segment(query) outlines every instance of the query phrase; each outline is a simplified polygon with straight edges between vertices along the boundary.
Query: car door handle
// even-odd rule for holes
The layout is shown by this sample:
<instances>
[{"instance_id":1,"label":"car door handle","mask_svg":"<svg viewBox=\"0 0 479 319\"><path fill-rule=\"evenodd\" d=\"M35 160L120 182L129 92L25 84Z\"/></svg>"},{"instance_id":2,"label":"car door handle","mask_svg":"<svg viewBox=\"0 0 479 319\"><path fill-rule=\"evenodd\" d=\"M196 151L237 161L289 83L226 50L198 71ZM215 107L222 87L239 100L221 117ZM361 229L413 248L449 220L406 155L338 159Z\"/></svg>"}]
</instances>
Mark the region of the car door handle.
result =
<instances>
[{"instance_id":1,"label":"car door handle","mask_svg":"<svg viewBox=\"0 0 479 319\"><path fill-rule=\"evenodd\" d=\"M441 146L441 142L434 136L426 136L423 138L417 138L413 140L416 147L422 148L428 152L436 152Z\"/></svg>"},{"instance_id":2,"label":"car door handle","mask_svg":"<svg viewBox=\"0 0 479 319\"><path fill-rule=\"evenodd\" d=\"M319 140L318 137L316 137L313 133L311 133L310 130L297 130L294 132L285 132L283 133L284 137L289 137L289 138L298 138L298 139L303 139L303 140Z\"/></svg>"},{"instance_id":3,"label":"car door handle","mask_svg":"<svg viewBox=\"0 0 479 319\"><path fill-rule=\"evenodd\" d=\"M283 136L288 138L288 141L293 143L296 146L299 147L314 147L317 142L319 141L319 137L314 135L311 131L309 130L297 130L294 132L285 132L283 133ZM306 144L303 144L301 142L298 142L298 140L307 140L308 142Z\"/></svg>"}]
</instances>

Task requirements: Start to finish, copy the records above with no differences.

Solution:
segment(query) outlines every instance of the query phrase; each outline is a simplified polygon with straight edges between vertices along the boundary.
Query: car door handle
// even-odd rule for holes
The layout is shown by this sample:
<instances>
[{"instance_id":1,"label":"car door handle","mask_svg":"<svg viewBox=\"0 0 479 319\"><path fill-rule=\"evenodd\" d=\"M35 160L120 182L129 92L25 84Z\"/></svg>"},{"instance_id":2,"label":"car door handle","mask_svg":"<svg viewBox=\"0 0 479 319\"><path fill-rule=\"evenodd\" d=\"M196 151L237 161L289 83L226 50L198 71ZM215 107L222 87L239 100L221 117ZM361 229L413 248L449 220L406 155L338 159Z\"/></svg>"}]
</instances>
Mark the region of the car door handle.
result =
<instances>
[{"instance_id":1,"label":"car door handle","mask_svg":"<svg viewBox=\"0 0 479 319\"><path fill-rule=\"evenodd\" d=\"M441 146L441 142L434 136L426 136L423 138L417 138L413 140L416 147L422 148L428 152L436 152Z\"/></svg>"},{"instance_id":2,"label":"car door handle","mask_svg":"<svg viewBox=\"0 0 479 319\"><path fill-rule=\"evenodd\" d=\"M319 140L318 137L316 137L313 133L311 133L310 130L297 130L294 132L285 132L283 133L284 137L289 137L289 138L298 138L298 139L303 139L303 140Z\"/></svg>"},{"instance_id":3,"label":"car door handle","mask_svg":"<svg viewBox=\"0 0 479 319\"><path fill-rule=\"evenodd\" d=\"M283 136L288 138L288 141L293 143L296 146L299 147L314 147L317 142L319 141L319 137L314 135L311 131L309 130L297 130L294 132L285 132L283 133ZM306 144L303 144L301 142L298 142L298 140L307 140L308 142Z\"/></svg>"}]
</instances>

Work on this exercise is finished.